# [Problem statement]
Reproduce every line of the items below without any change.

### Given data

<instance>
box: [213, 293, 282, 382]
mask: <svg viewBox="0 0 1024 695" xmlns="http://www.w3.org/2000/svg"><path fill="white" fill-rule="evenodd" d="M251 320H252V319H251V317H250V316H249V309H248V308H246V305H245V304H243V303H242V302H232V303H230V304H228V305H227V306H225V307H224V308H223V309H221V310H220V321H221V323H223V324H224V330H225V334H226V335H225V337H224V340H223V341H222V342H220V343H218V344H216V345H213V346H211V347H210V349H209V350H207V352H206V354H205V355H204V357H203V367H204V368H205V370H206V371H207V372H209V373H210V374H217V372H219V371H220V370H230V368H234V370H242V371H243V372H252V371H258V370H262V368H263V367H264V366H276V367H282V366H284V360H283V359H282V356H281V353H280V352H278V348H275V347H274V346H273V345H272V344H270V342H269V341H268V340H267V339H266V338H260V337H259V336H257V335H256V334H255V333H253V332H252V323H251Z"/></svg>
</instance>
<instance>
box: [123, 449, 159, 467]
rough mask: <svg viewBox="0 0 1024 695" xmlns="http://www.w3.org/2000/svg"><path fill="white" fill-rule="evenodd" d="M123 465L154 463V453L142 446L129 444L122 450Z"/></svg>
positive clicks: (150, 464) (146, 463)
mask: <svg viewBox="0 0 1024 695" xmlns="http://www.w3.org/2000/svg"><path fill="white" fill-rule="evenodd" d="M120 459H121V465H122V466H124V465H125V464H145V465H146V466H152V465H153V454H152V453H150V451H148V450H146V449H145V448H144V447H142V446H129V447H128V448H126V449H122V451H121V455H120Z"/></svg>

######

# [Response box]
<instance>
box: [213, 293, 282, 382]
mask: <svg viewBox="0 0 1024 695" xmlns="http://www.w3.org/2000/svg"><path fill="white" fill-rule="evenodd" d="M251 320H252V319H251V317H250V316H249V309H248V308H246V305H245V304H243V303H242V302H232V303H230V304H228V305H227V306H225V307H224V308H223V309H221V310H220V321H221V323H223V324H224V330H225V334H226V335H225V337H224V340H223V341H222V342H220V343H218V344H216V345H213V346H211V347H210V349H209V350H207V352H206V354H205V355H204V357H203V367H204V368H205V370H206V371H207V372H209V373H210V374H217V372H219V371H220V370H230V368H234V370H242V371H243V372H252V371H258V370H262V368H263V367H264V366H276V367H282V366H284V360H283V359H282V356H281V353H280V352H278V348H275V347H274V346H273V345H272V344H270V342H269V341H268V340H267V339H266V338H260V337H259V336H257V335H256V334H255V333H253V332H252V323H251Z"/></svg>
</instance>
<instance>
box: [123, 449, 159, 467]
rough mask: <svg viewBox="0 0 1024 695" xmlns="http://www.w3.org/2000/svg"><path fill="white" fill-rule="evenodd" d="M123 465L154 463V453L142 446L129 444L122 450Z"/></svg>
positive clicks: (150, 464) (146, 463)
mask: <svg viewBox="0 0 1024 695" xmlns="http://www.w3.org/2000/svg"><path fill="white" fill-rule="evenodd" d="M120 459H121V465H122V466H124V465H125V464H145V465H146V466H152V465H153V454H152V453H150V451H148V450H146V449H145V448H144V447H142V446H129V447H128V448H126V449H122V451H121V455H120Z"/></svg>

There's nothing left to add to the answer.